======== Dataset

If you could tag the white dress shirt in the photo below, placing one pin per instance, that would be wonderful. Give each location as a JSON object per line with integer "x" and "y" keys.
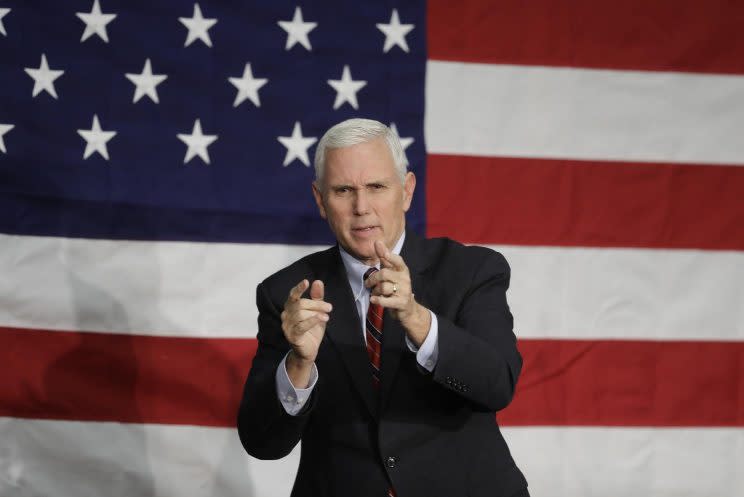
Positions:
{"x": 293, "y": 399}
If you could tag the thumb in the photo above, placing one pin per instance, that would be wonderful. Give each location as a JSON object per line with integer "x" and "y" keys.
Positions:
{"x": 317, "y": 290}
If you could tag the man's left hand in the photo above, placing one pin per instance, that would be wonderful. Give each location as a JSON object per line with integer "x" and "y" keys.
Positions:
{"x": 391, "y": 288}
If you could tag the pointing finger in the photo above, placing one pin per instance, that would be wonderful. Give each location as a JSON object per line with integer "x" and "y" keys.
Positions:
{"x": 317, "y": 290}
{"x": 296, "y": 292}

================

**Instructions to follow**
Repeat exactly the lines above, starting with the line that contains "If you could tag the pointing" and ending with the last line, both included, and nothing else.

**Result for this exercise**
If you could tag the pointing finger in the photo above, placing one pin per instance, that would be wonderful. Give each location as a JSON object per line with integer "x" and "y" keys.
Positions:
{"x": 317, "y": 290}
{"x": 296, "y": 292}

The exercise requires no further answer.